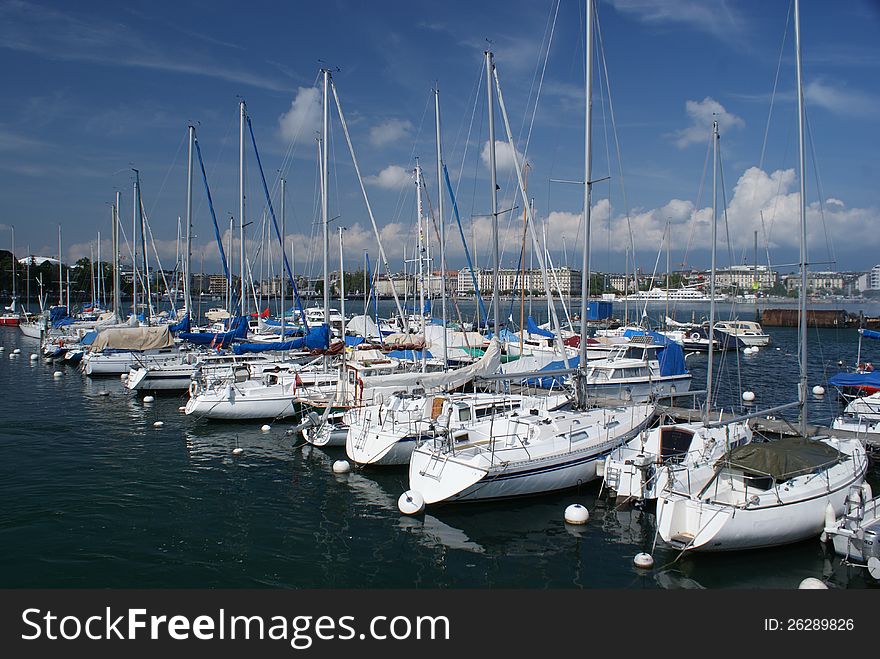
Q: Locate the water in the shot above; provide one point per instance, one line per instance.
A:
(95, 496)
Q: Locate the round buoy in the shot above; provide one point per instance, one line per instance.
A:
(812, 583)
(411, 503)
(576, 514)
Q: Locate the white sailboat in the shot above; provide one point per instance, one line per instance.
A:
(768, 493)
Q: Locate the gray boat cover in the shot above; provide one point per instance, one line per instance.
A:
(133, 338)
(784, 458)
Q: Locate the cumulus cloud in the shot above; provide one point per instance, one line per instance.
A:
(702, 114)
(503, 156)
(390, 178)
(303, 119)
(390, 130)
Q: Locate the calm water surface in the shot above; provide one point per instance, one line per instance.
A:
(95, 496)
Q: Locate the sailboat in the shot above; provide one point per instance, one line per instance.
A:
(528, 451)
(764, 494)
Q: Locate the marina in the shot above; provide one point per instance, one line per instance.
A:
(315, 418)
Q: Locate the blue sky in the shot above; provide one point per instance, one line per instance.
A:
(95, 88)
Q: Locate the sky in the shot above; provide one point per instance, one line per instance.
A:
(94, 89)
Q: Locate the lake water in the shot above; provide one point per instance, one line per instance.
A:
(95, 496)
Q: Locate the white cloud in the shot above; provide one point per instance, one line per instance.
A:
(303, 119)
(503, 156)
(701, 114)
(390, 130)
(390, 178)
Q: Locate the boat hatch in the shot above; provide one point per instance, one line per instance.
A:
(674, 444)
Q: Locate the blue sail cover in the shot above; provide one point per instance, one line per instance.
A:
(670, 356)
(318, 338)
(533, 328)
(551, 381)
(218, 339)
(871, 379)
(182, 326)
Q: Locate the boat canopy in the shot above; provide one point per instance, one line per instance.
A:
(783, 458)
(318, 338)
(133, 338)
(533, 328)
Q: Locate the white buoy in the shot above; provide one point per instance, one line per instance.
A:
(341, 467)
(576, 514)
(812, 583)
(411, 503)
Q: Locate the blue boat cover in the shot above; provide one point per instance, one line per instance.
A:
(318, 338)
(871, 379)
(533, 328)
(218, 339)
(182, 326)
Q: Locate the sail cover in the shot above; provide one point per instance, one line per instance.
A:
(784, 458)
(133, 338)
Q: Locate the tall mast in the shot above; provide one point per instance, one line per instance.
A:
(242, 113)
(187, 268)
(421, 255)
(60, 273)
(490, 66)
(283, 238)
(114, 233)
(588, 166)
(802, 320)
(325, 182)
(442, 223)
(715, 139)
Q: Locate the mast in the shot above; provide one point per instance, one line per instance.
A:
(117, 307)
(802, 317)
(325, 182)
(715, 139)
(588, 166)
(187, 268)
(490, 67)
(442, 224)
(283, 238)
(421, 256)
(242, 117)
(60, 273)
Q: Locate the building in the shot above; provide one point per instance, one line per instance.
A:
(563, 281)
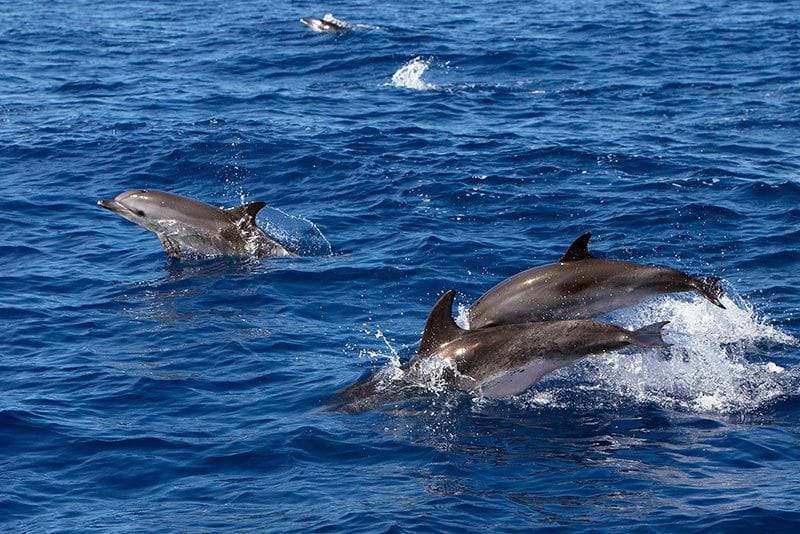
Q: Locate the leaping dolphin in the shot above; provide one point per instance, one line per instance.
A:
(581, 286)
(497, 361)
(328, 23)
(185, 226)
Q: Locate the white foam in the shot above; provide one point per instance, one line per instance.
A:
(409, 76)
(709, 368)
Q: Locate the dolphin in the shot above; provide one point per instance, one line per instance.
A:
(496, 361)
(328, 23)
(185, 226)
(581, 286)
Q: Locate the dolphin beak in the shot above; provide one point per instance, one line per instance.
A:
(109, 205)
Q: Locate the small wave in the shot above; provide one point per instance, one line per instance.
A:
(409, 76)
(298, 234)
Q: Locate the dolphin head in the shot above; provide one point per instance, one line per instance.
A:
(157, 211)
(138, 206)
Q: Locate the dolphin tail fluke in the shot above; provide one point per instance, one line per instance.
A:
(649, 336)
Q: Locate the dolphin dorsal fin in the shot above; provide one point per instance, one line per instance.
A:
(440, 326)
(578, 250)
(247, 212)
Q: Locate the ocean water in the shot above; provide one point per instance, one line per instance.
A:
(435, 146)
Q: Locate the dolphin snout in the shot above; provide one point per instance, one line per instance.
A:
(108, 204)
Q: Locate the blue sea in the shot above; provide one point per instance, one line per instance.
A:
(436, 146)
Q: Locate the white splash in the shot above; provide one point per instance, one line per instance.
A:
(409, 76)
(706, 370)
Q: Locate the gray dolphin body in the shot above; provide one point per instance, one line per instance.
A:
(186, 226)
(581, 286)
(328, 23)
(499, 361)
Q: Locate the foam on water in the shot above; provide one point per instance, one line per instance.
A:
(298, 234)
(709, 368)
(409, 76)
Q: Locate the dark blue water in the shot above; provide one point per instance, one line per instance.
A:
(442, 145)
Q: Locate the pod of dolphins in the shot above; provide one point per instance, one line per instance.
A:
(526, 326)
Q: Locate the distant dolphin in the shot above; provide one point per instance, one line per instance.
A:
(328, 23)
(184, 225)
(498, 361)
(581, 286)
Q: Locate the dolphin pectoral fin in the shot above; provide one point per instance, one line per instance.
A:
(440, 326)
(171, 246)
(578, 250)
(246, 213)
(649, 336)
(709, 288)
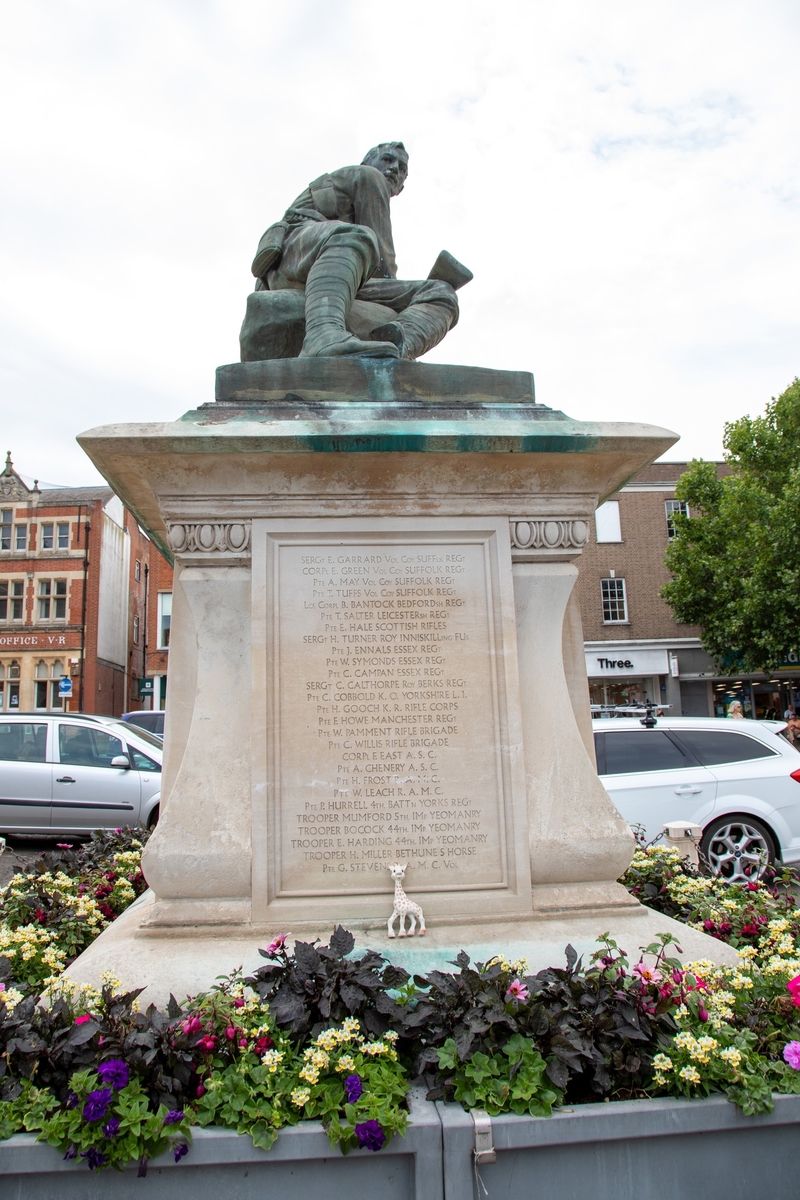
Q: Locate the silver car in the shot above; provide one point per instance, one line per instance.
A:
(739, 780)
(72, 773)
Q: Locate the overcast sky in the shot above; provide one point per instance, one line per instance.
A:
(623, 179)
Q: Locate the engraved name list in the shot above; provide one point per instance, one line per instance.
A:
(389, 732)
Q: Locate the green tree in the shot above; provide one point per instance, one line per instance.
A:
(735, 561)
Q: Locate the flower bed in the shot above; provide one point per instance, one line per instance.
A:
(316, 1033)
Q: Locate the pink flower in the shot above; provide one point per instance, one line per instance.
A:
(647, 975)
(517, 991)
(792, 1054)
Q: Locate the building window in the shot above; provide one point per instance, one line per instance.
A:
(13, 684)
(52, 599)
(671, 509)
(607, 526)
(614, 604)
(164, 618)
(56, 671)
(11, 600)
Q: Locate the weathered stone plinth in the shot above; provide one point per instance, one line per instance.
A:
(374, 658)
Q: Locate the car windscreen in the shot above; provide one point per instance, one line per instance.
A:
(631, 751)
(22, 742)
(127, 729)
(717, 747)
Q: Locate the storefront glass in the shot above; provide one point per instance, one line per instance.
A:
(619, 691)
(726, 693)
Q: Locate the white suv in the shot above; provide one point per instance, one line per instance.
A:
(68, 774)
(738, 780)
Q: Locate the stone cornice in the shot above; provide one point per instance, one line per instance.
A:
(545, 539)
(220, 541)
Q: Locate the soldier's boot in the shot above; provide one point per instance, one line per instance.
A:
(419, 328)
(330, 291)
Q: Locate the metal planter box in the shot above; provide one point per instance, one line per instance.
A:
(632, 1150)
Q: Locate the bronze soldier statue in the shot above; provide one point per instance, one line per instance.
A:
(335, 243)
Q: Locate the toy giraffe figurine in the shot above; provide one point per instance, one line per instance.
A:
(403, 906)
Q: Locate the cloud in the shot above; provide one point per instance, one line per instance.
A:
(621, 179)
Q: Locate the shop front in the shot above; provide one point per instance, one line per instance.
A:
(31, 666)
(621, 675)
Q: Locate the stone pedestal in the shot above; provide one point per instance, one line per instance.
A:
(374, 658)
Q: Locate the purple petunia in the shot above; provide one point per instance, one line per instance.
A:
(94, 1158)
(115, 1073)
(792, 1054)
(96, 1104)
(370, 1134)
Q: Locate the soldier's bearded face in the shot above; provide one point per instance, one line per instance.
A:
(394, 167)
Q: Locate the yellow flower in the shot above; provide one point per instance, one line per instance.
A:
(272, 1060)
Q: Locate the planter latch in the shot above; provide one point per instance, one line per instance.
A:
(485, 1150)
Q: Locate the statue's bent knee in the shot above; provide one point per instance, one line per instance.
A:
(359, 239)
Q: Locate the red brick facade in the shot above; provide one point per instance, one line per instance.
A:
(68, 598)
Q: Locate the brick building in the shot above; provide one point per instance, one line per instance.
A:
(635, 648)
(73, 598)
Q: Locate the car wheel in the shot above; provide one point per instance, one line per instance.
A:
(738, 849)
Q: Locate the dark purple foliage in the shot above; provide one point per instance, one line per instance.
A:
(115, 1073)
(94, 1158)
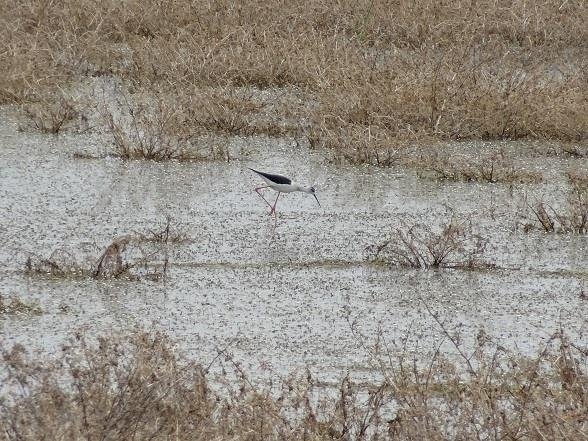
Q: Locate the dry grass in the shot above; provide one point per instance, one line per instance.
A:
(14, 305)
(451, 245)
(53, 115)
(571, 217)
(138, 386)
(383, 72)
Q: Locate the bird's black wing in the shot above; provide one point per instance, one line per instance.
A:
(278, 179)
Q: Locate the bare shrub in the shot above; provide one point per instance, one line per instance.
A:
(453, 245)
(133, 256)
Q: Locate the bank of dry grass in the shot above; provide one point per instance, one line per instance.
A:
(138, 386)
(378, 74)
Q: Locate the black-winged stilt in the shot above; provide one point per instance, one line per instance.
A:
(281, 184)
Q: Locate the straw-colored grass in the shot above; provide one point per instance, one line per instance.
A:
(376, 74)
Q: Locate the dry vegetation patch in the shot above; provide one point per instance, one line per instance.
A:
(569, 217)
(453, 244)
(382, 73)
(138, 386)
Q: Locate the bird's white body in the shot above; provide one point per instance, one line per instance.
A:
(281, 184)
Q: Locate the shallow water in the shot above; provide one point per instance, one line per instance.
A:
(300, 294)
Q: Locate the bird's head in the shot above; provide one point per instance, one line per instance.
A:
(312, 191)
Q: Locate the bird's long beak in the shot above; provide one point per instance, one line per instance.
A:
(316, 199)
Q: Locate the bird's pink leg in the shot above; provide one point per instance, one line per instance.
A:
(273, 210)
(261, 196)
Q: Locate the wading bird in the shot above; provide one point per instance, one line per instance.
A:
(281, 184)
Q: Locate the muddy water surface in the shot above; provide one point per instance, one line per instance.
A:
(298, 294)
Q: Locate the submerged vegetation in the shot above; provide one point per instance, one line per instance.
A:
(138, 386)
(453, 244)
(133, 256)
(14, 305)
(364, 78)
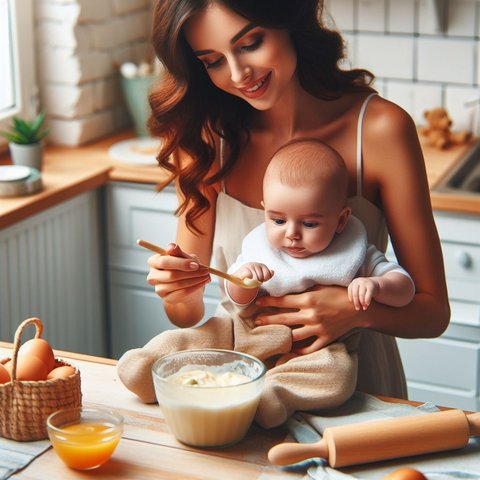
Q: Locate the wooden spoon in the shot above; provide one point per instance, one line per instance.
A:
(245, 282)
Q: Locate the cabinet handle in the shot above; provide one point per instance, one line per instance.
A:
(463, 258)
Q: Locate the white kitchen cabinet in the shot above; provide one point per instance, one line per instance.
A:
(136, 313)
(51, 267)
(446, 370)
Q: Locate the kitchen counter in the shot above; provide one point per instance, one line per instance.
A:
(70, 171)
(149, 450)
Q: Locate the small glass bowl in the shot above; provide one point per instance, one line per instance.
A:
(209, 416)
(83, 437)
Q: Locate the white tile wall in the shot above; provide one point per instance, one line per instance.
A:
(450, 60)
(371, 15)
(422, 58)
(401, 17)
(417, 64)
(462, 19)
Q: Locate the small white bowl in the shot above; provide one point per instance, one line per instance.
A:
(208, 416)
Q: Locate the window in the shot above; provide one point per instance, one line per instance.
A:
(18, 94)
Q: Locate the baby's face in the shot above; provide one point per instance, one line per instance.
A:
(301, 221)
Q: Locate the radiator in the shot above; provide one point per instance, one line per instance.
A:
(51, 268)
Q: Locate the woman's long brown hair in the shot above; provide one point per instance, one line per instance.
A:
(188, 110)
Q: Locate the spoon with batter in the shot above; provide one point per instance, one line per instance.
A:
(245, 282)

::::

Reply with nothing but the count of lines in the entries above that contain "dark".

## REPLY
2